GIVEN PASSAGE –
-- begin --

Alternatively, hydrocarbon layer 106 may not be heated prior to
steam injection. The production well 108 may be located at a depth
of 100, 200, 500, 1000, 1500, 2500, 5000, 10000, or 10500 meters.
The pattern and number of injection wells, heater wells and
production wells may be any number or geometry sufficient to
achieve production of formation fluids from a hydrocarbon
containing formation.
[0099] Injection well 102 may include heater 130 or a series of
heaters. The heaters 130 may be inserted in injection well 102
after some hydrocarbons have been produced from hydrocarbon layer
106. The injection well 102 may be located at a depth of below 100,
200, 500, 1000, 1500, 2500, 5000, or 10000 meters. Heating or
injecting drive fluids at shallow depths of a formation may allow
recovery of hydrocarbons that are not readily accessible through
conventional steam drive processes and/or thermal heating using
heaters. Heating or injecting drive fluids in a hydrocarbon
containing formation at shallow depths may also allow recovery of
hydrocarbons that are not readily accessible through conventional
hydrocarbon recovery methods.
[0100] The injection well 102 may be fabricated from materials
known in the art to be resistant to sulfur oxides. For example,
injection well 102 may be made from Hastelloy.RTM. C276, alloy 230,
alloy 800H, alloy 370H, nickel/copper/iron alloys, or
cobalt-chromium alloys.

-- end --

DATA –

-- begin --

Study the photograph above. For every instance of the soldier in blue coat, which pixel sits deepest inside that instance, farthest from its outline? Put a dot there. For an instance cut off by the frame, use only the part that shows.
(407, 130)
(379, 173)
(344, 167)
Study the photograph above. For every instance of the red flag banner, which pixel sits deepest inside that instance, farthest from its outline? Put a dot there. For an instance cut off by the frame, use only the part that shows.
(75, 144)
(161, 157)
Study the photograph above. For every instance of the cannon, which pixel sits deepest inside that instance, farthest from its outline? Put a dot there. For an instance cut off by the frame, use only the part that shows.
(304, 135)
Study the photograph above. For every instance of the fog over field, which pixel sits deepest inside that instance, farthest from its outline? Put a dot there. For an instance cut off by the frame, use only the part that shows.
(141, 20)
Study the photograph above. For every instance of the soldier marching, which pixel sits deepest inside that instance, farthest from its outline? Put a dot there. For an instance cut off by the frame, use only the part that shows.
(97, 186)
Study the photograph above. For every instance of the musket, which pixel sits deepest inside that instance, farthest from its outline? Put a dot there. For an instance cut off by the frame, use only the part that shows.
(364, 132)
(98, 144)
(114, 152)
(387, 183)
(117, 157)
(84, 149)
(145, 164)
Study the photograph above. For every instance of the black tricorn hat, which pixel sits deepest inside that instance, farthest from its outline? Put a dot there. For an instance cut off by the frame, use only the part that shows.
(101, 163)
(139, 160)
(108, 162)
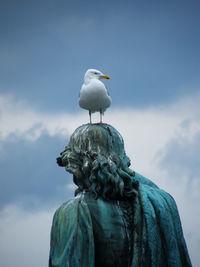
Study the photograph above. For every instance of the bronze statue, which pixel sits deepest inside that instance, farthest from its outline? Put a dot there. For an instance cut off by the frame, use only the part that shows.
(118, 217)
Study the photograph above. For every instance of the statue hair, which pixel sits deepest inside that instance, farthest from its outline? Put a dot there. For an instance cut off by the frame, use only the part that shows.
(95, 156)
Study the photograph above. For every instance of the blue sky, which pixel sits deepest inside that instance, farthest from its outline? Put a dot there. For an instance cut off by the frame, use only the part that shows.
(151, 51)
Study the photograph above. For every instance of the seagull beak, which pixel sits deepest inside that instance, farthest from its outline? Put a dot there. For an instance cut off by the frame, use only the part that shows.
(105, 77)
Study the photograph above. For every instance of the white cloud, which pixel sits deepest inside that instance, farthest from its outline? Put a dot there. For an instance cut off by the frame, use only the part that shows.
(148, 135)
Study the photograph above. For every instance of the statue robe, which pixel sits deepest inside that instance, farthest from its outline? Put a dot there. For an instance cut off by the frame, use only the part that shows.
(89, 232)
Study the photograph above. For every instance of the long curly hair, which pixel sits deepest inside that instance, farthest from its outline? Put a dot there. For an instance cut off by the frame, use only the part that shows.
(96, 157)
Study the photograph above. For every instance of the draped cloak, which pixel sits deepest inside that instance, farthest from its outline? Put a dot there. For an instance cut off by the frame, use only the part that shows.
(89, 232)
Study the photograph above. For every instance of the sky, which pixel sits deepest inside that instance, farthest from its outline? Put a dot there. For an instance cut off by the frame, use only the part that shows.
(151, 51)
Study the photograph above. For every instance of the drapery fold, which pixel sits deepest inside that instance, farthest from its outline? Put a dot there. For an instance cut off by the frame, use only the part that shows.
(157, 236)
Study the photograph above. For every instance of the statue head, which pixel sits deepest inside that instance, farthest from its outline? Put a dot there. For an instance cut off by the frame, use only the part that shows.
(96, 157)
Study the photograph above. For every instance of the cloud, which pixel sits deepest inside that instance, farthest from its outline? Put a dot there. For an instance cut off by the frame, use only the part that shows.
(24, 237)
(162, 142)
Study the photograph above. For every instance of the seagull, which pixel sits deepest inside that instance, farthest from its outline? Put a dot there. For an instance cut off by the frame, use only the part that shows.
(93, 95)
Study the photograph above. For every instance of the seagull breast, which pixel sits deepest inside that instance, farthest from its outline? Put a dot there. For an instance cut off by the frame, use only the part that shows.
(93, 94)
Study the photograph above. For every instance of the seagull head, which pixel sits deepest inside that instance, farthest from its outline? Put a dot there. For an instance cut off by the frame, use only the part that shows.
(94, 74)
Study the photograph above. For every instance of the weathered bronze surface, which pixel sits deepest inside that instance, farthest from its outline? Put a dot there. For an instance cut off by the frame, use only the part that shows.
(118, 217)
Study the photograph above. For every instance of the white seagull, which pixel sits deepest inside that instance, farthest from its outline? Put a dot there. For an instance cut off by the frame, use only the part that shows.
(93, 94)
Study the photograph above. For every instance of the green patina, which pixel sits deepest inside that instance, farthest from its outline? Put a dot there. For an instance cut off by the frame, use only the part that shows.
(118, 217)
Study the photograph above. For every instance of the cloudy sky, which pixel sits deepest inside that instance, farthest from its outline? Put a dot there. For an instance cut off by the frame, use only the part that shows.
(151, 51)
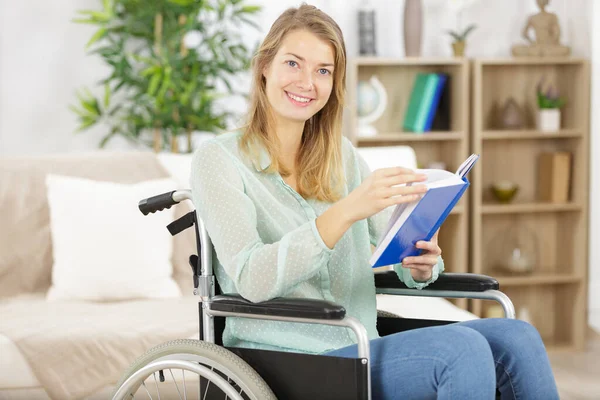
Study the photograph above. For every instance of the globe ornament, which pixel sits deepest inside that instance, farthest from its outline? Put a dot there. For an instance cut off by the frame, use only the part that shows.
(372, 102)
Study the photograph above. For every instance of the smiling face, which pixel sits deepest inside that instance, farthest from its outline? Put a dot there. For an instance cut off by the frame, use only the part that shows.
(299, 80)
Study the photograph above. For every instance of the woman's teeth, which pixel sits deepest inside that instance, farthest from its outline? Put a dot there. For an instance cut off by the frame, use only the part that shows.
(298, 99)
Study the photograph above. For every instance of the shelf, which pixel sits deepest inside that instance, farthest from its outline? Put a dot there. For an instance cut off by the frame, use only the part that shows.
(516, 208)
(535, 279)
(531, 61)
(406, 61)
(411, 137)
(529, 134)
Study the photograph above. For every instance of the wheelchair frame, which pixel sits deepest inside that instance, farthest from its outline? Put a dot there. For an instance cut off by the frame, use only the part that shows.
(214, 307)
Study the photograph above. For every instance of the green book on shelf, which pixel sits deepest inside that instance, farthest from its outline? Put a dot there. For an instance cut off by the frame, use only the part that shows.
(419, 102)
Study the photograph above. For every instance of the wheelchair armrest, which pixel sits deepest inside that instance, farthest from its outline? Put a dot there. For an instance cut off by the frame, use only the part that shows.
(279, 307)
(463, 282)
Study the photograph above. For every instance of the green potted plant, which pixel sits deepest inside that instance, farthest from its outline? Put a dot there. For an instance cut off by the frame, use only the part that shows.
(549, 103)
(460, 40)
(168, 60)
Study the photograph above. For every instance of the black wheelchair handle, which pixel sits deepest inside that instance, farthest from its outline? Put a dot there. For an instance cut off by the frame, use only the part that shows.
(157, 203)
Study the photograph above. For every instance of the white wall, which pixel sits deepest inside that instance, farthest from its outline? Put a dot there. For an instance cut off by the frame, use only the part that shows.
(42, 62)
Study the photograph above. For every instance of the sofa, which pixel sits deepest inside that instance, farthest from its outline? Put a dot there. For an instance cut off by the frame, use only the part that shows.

-- end --
-- begin --

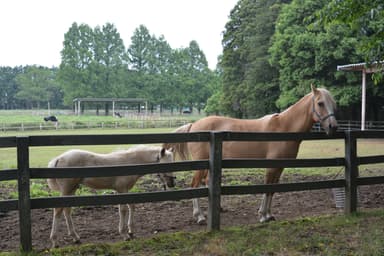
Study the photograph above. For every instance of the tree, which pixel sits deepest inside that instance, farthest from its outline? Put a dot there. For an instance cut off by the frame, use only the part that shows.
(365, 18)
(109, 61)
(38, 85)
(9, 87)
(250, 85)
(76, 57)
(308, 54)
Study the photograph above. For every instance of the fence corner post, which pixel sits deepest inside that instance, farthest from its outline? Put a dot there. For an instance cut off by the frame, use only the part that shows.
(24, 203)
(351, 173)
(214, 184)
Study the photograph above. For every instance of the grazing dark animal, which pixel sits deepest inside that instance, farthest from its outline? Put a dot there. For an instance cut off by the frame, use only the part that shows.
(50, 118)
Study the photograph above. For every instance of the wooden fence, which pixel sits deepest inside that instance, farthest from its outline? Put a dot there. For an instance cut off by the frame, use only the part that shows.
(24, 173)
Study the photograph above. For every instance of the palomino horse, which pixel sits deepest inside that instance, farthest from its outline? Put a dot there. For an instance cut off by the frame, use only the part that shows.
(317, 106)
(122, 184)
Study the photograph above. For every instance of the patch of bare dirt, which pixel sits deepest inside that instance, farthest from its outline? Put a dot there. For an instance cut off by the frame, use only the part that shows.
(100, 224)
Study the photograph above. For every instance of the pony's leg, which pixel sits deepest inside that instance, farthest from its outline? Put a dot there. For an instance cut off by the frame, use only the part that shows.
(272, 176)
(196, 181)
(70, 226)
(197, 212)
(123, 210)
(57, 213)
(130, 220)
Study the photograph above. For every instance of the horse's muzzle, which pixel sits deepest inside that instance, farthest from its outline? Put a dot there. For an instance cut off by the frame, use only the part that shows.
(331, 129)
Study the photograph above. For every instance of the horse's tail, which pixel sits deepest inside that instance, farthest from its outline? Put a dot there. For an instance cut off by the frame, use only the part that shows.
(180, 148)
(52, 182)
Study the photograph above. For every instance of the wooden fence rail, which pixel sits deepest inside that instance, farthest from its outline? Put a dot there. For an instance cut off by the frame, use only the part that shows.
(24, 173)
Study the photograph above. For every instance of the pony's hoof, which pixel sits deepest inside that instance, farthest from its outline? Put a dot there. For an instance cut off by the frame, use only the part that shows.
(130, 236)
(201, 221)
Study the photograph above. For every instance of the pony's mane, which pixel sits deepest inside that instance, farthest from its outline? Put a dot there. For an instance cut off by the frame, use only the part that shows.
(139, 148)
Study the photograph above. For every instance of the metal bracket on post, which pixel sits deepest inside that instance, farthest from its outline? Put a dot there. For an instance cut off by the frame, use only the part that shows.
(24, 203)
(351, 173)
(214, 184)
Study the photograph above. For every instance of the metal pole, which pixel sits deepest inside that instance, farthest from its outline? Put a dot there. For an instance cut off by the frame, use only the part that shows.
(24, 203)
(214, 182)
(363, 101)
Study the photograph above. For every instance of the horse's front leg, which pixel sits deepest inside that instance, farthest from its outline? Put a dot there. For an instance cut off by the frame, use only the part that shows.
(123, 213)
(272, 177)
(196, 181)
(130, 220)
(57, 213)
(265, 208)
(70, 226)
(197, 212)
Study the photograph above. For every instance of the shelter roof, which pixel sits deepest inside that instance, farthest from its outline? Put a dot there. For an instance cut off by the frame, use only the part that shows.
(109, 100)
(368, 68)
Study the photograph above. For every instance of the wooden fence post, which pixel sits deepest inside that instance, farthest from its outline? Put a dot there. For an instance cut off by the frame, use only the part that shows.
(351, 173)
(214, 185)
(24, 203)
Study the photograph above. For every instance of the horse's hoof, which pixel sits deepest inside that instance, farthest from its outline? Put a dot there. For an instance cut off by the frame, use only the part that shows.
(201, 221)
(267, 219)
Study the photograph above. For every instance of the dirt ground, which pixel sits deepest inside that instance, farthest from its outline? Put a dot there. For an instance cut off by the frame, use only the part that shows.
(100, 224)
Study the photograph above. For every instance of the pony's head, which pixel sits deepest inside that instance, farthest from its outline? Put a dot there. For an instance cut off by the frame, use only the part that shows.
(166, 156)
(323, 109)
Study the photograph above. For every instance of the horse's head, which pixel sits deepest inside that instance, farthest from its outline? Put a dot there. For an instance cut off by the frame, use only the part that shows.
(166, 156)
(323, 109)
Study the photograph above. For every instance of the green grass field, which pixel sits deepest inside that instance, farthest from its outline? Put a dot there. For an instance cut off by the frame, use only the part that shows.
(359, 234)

-- end --
-- begin --

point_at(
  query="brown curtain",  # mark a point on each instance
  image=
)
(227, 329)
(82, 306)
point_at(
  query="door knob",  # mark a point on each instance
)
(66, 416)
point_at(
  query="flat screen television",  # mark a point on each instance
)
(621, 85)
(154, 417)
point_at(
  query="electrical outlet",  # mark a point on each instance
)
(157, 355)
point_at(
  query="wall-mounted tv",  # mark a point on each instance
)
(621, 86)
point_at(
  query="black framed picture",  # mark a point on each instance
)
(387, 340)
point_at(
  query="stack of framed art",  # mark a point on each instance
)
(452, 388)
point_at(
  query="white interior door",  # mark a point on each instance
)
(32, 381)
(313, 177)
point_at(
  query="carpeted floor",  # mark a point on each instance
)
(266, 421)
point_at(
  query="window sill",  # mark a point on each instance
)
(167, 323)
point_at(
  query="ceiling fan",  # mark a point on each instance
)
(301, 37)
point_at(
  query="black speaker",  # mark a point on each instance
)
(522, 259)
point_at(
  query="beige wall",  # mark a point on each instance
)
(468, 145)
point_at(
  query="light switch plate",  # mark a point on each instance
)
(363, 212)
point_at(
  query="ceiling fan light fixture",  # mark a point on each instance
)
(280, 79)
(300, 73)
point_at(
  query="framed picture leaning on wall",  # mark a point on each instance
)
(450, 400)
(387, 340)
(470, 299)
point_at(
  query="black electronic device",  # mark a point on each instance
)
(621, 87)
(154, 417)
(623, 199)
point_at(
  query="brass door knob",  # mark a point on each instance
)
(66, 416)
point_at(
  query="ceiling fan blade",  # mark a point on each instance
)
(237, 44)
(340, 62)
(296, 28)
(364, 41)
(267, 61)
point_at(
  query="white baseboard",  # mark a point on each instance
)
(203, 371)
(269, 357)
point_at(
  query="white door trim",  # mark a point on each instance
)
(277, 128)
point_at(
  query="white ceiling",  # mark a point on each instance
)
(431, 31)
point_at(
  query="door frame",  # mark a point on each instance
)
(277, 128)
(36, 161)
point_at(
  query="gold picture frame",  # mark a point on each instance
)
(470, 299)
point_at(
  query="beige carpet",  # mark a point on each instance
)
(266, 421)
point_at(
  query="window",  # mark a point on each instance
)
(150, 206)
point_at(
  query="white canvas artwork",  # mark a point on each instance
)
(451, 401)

-- end --

PROBLEMS TO WORK ON –
1. According to the passage on hydrocarbon recovery wells, when may the heaters 130 be inserted in injection well 102?
2. Pick up the passage on hydrocarbon recovery wells after its last sentence and carry it forward.

WRITTEN RESPONSES –
1. After some hydrocarbons have been produced from hydrocarbon layer 106.

2.
[0101] Water 162 (for example, steam and/or hot water) may be
injected into injection well 102. Water may be injected at
temperatures of at least 200.degree. C., at least 225.degree. C.,
at least 250.degree. C., or at least 260.degree. C. and pressures
ranging from about 1 MPa to about 15 MPa. Fuel stream 152 and
oxidant stream 156 enter heaters 130. Combustion of a fuel/oxidant
mixture in heaters 130 may heat water 162 and/or heat a portion of
hydrocarbon containing layer 106. Heat from water 162 may be
sufficient to auto ignite the fuel/oxidant mixture.
[0102] Heat produced during combustion of the fuel/oxidant mixture
in combustion conduit 158 transfers heat to water 162. Heated water
162 may flow into hydrocarbon layer 106 through openings 104. Heat
and/or injectivity of steam, combustion gases and/or hydrogen
sulfide may mobilize formation fluid in hydrocarbon layer 106
towards production wells. The ability to heat water 162 in the
formation may allow for expanded and/or more uniform heating of
hydrocarbon layer 106.
[0103] Heat from combustion and/or heated water 162 forms a first
heated zone. Hydrocarbons in hydrocarbon layer 106 may be mobilized
by the heat and produced from production well 108.
[0104] Combustion of hydrogen sulfide/oxidant mixture produces a
combustion by-products stream. The combustion by-products stream
may include sulfur oxides such as sulfur trioxide and/or sulfur
dioxide. Contacting (for example, mixing, solvating, and/or
dissolving) of at least a portion of the sulfur oxides in water 162
may heat the water in well 102 and/or hydrocarbon layer 106 to form
a second heated zone. The second heated zone may heat a portion of
the hydrocarbon layer 106 proximate the end of injection well 102
and/or extend into hydrocarbon layer 106. Due to the heat transfer
and more uniform heating of hydrocarbon layer 106, an increased
amount of hydrocarbons may be produced per volume as compared to
conventional drive fluid processes. The first and second heated
zones may overlap.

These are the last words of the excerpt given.